───── TASK DATA
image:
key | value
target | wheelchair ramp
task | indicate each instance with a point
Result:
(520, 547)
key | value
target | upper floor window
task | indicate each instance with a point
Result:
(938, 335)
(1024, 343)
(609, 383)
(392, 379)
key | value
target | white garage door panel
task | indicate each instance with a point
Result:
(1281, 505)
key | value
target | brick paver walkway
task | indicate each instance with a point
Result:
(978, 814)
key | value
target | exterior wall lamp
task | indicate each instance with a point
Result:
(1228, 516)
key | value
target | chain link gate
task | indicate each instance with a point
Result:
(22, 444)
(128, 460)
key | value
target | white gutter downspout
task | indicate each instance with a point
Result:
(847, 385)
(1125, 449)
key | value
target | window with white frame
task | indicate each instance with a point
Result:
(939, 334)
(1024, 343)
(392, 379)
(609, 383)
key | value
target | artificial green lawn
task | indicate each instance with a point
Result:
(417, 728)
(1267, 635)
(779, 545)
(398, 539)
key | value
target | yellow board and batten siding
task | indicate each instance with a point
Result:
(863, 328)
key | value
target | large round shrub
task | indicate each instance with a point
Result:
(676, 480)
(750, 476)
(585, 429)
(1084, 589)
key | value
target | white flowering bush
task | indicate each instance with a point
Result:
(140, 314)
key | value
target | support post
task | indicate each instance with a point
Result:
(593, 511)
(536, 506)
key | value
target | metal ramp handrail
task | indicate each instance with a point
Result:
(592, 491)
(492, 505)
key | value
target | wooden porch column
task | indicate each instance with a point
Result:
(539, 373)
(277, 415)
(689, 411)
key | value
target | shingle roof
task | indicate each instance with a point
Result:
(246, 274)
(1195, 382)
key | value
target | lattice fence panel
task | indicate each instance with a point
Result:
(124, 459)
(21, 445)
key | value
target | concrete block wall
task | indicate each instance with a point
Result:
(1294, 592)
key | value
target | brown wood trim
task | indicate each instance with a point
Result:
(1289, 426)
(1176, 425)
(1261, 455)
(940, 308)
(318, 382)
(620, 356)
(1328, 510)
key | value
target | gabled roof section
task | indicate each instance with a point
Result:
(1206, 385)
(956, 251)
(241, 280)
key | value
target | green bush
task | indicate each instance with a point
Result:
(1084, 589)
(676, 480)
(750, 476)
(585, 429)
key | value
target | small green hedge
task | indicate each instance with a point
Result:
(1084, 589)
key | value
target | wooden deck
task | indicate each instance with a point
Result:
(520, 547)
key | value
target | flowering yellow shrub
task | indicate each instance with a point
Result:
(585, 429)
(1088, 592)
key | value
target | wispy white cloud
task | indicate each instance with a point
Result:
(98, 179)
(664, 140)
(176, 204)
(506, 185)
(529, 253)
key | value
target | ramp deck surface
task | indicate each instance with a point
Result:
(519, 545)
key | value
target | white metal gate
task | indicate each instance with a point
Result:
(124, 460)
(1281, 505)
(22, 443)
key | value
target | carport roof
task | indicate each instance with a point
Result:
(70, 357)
──────────
— ASSIGNMENT —
Pull out all lines in the data above that include "metal".

— EXERCISE RESPONSE —
target | metal ramp handrail
target | white metal gate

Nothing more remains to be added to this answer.